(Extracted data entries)
╔══

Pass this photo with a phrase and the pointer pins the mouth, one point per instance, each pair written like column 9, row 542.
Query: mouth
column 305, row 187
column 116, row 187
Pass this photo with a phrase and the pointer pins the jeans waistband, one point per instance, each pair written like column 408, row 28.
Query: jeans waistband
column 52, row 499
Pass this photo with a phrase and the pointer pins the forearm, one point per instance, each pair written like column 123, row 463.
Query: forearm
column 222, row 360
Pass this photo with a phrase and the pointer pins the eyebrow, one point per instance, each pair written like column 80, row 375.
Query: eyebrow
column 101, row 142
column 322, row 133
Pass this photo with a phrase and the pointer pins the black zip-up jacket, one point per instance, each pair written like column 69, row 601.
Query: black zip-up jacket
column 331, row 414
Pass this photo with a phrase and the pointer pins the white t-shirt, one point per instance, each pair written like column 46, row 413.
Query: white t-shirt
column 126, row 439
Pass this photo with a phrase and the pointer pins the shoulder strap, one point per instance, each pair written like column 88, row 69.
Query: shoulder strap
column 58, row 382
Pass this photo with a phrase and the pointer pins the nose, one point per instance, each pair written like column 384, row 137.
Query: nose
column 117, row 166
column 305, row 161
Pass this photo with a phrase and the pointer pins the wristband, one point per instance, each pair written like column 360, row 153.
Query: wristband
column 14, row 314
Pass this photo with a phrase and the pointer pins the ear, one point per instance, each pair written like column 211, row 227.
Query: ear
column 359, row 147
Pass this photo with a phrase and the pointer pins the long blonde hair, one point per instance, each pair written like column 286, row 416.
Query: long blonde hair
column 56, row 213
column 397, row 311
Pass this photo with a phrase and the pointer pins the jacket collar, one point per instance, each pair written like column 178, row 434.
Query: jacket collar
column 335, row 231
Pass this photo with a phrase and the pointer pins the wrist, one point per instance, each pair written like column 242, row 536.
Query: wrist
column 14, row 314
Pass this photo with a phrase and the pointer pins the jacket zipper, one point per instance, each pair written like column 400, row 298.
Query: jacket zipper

╚══

▶ [Your goal] Reproduce each line of the records in which the string "zipper" appears.

▶ [Solution to this task]
Pass this photo with a phrase and the pointer pins the jacket zipper, one point per instance, each pair written like column 400, row 298.
Query: jacket zipper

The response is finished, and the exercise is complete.